PROBLEM TO SOLVE ▸
Rewrite the lines starting at "Target: outdoor café terrace" and ending at "top-left (46, 58), bottom-right (320, 91)", with "bistro table" changed to "café table" and nothing else altered.

Source data
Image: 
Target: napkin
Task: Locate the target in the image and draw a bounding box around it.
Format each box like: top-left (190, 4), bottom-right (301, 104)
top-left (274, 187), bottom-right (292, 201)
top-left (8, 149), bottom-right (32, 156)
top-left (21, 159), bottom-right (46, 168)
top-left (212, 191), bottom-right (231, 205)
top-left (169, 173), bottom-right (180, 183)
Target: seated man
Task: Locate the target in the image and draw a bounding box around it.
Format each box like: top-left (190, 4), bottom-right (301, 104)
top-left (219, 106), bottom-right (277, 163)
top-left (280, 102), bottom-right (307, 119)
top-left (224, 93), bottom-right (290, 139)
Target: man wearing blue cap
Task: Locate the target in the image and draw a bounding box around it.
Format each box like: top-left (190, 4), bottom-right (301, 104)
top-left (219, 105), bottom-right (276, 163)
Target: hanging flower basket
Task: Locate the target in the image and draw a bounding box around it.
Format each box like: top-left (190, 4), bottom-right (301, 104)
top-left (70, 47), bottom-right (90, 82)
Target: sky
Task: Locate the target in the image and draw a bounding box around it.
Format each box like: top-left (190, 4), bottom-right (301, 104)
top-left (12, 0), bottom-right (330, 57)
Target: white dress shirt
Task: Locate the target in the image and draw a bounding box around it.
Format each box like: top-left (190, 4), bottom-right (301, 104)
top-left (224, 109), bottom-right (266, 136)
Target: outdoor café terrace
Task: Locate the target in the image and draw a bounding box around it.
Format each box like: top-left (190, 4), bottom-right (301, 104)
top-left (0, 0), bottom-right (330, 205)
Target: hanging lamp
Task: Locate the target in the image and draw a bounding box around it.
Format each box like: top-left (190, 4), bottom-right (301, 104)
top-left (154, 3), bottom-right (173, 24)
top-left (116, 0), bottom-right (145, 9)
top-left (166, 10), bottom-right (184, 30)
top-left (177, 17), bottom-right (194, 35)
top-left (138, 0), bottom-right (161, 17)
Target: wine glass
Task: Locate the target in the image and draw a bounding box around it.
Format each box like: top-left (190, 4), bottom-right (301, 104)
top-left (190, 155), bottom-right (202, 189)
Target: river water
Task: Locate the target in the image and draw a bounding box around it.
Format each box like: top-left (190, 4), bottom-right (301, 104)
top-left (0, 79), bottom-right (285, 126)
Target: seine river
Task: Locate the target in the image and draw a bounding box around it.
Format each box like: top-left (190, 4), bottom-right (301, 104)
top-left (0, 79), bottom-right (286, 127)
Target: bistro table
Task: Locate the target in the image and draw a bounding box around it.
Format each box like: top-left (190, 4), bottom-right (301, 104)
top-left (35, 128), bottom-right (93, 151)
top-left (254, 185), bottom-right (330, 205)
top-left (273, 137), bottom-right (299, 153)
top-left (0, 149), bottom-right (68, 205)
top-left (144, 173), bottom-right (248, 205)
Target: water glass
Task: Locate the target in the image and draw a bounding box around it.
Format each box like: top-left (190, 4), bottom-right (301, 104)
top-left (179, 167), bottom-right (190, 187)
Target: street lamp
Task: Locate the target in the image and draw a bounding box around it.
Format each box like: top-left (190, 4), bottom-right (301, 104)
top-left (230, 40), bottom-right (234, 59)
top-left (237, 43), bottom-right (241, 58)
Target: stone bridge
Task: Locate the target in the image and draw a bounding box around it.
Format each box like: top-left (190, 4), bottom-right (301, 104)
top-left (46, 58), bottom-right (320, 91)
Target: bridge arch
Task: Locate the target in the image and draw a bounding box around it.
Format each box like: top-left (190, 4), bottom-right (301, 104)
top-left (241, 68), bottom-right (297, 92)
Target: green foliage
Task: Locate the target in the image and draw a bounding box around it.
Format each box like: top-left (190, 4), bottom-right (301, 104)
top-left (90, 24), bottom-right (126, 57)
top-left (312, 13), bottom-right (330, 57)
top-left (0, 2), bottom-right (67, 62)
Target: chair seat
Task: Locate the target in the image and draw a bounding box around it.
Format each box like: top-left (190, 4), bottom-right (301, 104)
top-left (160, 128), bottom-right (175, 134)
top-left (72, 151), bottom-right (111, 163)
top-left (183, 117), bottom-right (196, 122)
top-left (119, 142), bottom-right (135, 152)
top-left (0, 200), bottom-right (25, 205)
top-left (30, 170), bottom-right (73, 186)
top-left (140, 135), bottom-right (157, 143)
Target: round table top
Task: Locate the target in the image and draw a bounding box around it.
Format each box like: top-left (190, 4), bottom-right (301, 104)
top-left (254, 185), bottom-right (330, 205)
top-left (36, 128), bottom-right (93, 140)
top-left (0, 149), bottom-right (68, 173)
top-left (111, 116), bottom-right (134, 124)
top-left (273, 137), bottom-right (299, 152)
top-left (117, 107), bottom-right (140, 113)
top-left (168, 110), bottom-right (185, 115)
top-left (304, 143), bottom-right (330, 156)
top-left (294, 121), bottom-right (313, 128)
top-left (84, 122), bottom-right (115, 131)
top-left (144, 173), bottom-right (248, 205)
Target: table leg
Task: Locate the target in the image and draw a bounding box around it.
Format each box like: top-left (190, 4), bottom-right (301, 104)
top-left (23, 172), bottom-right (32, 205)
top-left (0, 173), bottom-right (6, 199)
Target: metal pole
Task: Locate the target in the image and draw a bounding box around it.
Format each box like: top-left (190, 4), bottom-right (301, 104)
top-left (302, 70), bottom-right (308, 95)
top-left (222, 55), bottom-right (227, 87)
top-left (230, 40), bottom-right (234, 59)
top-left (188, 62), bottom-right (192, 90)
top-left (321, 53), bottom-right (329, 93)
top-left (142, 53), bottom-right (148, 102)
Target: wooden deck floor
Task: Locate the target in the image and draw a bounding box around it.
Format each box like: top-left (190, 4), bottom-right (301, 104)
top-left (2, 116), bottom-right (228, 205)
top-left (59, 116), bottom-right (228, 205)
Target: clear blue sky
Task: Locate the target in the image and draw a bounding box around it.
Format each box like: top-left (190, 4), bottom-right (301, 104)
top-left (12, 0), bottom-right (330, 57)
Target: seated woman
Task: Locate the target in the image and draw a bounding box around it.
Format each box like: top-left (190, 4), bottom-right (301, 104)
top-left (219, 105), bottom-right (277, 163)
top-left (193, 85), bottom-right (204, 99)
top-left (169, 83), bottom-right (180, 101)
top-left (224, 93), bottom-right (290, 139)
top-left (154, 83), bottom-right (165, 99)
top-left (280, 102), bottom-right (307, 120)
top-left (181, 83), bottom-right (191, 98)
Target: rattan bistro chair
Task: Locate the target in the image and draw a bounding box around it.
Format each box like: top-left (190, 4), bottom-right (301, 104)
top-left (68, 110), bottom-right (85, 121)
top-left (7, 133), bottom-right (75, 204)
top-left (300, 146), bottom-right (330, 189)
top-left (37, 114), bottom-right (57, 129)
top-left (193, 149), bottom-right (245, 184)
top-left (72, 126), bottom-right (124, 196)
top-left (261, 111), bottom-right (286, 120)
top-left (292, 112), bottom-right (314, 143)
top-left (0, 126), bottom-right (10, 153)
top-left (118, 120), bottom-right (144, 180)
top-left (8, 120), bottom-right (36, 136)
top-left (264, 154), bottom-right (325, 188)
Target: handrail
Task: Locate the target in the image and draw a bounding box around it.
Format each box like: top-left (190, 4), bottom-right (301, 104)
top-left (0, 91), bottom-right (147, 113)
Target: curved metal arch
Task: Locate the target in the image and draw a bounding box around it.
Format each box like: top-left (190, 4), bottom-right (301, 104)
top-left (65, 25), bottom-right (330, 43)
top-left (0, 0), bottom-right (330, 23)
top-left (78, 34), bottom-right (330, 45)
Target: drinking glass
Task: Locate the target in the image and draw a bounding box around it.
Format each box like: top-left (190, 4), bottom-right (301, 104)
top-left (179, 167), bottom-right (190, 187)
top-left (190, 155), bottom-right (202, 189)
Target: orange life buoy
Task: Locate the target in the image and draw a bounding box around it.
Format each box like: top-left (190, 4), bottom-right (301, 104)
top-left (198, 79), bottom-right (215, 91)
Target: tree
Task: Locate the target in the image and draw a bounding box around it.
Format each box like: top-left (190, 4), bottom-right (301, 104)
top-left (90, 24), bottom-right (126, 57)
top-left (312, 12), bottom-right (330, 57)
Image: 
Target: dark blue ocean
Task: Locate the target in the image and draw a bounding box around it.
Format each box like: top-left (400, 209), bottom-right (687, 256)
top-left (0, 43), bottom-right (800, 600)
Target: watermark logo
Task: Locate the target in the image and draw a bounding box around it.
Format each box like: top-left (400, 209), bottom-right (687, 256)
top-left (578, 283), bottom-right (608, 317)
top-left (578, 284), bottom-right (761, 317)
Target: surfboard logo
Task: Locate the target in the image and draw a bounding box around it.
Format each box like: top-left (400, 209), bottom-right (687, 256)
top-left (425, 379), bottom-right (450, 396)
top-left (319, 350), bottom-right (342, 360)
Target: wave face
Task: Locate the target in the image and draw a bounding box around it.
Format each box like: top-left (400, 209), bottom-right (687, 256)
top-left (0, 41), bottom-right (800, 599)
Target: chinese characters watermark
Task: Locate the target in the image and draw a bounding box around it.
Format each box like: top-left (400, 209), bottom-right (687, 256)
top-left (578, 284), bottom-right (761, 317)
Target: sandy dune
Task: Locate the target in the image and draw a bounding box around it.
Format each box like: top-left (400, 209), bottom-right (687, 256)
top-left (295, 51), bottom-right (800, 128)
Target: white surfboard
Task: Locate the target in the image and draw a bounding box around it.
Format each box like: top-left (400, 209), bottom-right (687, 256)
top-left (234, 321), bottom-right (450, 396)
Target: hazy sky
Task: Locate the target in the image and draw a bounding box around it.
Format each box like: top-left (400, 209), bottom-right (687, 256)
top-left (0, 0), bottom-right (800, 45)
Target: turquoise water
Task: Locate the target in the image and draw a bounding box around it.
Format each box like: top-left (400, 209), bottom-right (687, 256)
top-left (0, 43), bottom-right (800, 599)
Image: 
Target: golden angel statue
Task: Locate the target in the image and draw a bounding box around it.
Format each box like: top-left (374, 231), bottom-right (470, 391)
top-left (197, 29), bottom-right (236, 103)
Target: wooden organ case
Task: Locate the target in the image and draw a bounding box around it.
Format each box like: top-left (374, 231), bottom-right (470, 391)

SOLUTION TO THE EXERCISE ▸
Target: outdoor café terrace
Task: Locate the target in the image and draw a bounding box around it.
Format each box like: top-left (190, 4), bottom-right (301, 104)
top-left (0, 0), bottom-right (330, 205)
Target: hanging lamp
Task: Locate the target in the image and draw a bounding box around it.
Format each box like: top-left (190, 4), bottom-right (301, 104)
top-left (154, 3), bottom-right (173, 24)
top-left (116, 0), bottom-right (145, 9)
top-left (166, 10), bottom-right (184, 30)
top-left (177, 17), bottom-right (194, 35)
top-left (138, 0), bottom-right (161, 17)
Target: wine glass
Task: Locate the target in the image and draw a bounding box around it.
Format each box like: top-left (190, 4), bottom-right (301, 104)
top-left (190, 155), bottom-right (202, 189)
Target: river water
Task: Locate the target in the image and draw a bounding box around it.
Format each box like: top-left (190, 4), bottom-right (301, 104)
top-left (0, 79), bottom-right (285, 126)
Target: seine river
Task: Locate the target in the image and draw a bounding box around it.
Format each box like: top-left (190, 4), bottom-right (301, 104)
top-left (0, 79), bottom-right (286, 127)
Target: café table
Task: Locate the target in the image and draw a bounding box around it.
Format each box like: top-left (190, 4), bottom-right (301, 104)
top-left (35, 128), bottom-right (93, 151)
top-left (254, 185), bottom-right (330, 205)
top-left (273, 137), bottom-right (299, 153)
top-left (0, 149), bottom-right (68, 205)
top-left (144, 173), bottom-right (248, 205)
Target: water glass
Task: Locate the target in the image and draw a bounding box around it.
Format each box like: top-left (190, 4), bottom-right (301, 104)
top-left (179, 167), bottom-right (190, 187)
Target: street lamp
Task: Locate the target in the image and draw a bounding box around it.
Format each box like: top-left (190, 4), bottom-right (301, 104)
top-left (230, 40), bottom-right (234, 59)
top-left (237, 43), bottom-right (241, 58)
Target: stone bridge
Task: Locate the target in the image and draw a bounding box around it.
Format each box like: top-left (190, 4), bottom-right (301, 104)
top-left (46, 58), bottom-right (320, 91)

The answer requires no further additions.